▶ Dataset entries
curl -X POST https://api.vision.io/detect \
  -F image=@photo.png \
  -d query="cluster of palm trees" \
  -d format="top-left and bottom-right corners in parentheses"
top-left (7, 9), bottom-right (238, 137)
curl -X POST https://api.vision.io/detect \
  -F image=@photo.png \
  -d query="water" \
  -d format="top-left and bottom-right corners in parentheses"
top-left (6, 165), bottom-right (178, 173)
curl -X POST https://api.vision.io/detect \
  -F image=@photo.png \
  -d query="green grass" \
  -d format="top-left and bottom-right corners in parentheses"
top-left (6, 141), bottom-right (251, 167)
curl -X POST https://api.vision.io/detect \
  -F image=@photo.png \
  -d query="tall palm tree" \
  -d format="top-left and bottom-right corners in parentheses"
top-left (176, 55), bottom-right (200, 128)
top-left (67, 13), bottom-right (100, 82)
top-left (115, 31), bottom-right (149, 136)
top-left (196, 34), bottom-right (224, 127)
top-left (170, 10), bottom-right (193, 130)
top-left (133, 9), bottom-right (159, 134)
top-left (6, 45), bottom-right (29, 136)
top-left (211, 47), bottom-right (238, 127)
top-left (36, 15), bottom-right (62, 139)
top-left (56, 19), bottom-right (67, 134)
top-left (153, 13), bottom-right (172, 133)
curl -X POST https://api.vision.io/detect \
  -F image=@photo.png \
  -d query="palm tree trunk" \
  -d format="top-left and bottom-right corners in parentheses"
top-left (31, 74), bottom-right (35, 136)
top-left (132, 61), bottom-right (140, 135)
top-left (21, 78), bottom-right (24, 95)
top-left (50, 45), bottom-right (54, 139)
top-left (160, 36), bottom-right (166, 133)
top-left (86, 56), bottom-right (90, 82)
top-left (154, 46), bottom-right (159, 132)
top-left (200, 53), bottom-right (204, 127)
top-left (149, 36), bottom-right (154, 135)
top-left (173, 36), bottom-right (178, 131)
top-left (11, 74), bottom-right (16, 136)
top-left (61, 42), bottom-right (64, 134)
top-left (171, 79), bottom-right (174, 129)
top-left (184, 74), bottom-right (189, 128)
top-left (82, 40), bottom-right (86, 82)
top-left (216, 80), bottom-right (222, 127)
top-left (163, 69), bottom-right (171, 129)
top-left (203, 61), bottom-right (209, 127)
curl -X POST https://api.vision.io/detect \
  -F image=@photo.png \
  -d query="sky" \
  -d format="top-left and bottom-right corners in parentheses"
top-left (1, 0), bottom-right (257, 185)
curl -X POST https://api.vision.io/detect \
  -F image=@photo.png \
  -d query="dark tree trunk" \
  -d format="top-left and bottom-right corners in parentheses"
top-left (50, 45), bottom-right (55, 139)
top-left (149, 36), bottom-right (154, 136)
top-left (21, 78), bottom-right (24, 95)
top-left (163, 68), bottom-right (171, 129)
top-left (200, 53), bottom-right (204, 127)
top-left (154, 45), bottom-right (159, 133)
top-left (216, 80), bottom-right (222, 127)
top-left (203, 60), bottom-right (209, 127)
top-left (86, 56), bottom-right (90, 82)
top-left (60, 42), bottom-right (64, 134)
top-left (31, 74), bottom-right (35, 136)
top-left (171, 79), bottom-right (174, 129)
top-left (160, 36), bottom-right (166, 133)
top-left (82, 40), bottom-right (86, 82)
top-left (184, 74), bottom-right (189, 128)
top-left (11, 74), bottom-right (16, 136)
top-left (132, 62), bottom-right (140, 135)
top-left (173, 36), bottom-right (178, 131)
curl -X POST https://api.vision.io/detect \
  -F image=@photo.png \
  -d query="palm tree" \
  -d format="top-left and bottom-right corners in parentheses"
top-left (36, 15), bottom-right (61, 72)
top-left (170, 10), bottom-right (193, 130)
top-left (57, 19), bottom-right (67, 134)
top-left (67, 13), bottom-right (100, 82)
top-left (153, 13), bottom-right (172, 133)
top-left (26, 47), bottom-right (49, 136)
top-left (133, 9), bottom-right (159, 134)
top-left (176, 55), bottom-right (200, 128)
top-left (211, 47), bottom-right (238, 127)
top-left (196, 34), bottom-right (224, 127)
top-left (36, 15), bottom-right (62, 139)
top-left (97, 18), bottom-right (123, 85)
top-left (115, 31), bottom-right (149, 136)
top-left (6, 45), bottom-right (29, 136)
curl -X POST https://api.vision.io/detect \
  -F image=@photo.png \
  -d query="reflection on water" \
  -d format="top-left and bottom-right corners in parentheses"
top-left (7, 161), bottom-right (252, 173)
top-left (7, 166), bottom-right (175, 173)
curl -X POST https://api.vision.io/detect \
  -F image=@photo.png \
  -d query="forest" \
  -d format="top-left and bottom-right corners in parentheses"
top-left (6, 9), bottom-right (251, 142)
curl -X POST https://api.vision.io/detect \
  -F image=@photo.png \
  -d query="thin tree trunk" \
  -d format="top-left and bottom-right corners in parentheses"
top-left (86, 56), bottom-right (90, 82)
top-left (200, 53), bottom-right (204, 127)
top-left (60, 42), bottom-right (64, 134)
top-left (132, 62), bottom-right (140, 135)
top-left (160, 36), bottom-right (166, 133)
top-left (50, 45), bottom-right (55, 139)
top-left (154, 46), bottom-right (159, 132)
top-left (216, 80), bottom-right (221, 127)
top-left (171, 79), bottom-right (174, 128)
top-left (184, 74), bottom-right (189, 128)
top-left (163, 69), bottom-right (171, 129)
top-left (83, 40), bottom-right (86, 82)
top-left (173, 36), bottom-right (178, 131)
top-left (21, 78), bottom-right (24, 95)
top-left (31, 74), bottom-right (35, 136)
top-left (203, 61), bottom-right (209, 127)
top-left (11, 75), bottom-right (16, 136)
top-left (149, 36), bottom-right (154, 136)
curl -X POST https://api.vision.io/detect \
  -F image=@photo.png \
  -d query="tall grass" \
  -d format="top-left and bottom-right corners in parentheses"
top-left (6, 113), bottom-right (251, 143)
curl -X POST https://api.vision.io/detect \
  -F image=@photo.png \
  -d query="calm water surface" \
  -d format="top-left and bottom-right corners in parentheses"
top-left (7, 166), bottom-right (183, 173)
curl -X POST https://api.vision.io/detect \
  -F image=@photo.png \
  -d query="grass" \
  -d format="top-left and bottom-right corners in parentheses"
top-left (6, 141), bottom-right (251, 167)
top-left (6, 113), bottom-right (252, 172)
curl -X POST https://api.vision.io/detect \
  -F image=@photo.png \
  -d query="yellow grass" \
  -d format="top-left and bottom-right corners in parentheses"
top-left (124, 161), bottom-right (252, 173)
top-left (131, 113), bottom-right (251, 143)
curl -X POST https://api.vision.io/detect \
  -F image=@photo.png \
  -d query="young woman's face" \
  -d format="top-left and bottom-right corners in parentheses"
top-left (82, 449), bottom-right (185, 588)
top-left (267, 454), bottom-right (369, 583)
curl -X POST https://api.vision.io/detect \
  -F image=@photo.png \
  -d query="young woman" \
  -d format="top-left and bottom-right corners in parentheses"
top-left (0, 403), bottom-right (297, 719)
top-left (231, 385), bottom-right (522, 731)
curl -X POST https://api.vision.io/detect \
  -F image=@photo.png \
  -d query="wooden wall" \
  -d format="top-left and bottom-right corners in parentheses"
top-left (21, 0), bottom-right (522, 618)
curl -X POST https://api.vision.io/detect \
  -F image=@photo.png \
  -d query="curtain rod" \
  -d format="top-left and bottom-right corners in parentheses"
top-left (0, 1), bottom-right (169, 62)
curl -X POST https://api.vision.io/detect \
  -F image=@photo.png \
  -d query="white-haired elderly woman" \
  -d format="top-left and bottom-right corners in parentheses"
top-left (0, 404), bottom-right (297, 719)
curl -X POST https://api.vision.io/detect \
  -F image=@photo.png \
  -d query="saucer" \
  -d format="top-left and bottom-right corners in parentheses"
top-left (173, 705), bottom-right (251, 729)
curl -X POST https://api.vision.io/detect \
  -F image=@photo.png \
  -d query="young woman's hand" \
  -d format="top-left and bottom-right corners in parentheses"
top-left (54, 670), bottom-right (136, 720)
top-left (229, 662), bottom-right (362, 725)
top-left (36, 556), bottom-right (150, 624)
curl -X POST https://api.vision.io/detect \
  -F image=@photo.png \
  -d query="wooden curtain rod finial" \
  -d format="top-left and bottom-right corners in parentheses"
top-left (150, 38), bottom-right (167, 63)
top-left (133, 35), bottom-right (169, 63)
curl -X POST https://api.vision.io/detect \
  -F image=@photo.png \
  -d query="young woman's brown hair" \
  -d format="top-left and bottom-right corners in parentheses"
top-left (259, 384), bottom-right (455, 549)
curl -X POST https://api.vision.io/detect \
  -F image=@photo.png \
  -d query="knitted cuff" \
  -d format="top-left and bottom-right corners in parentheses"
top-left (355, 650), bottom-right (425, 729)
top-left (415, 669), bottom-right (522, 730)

▶ Work task
Make a copy of each line in the records that has the word "trunk".

▶ Answer to the problem
  -d query="palm tree trunk" \
  -d query="dark tree trunk" \
  -d query="thin tree trunk" \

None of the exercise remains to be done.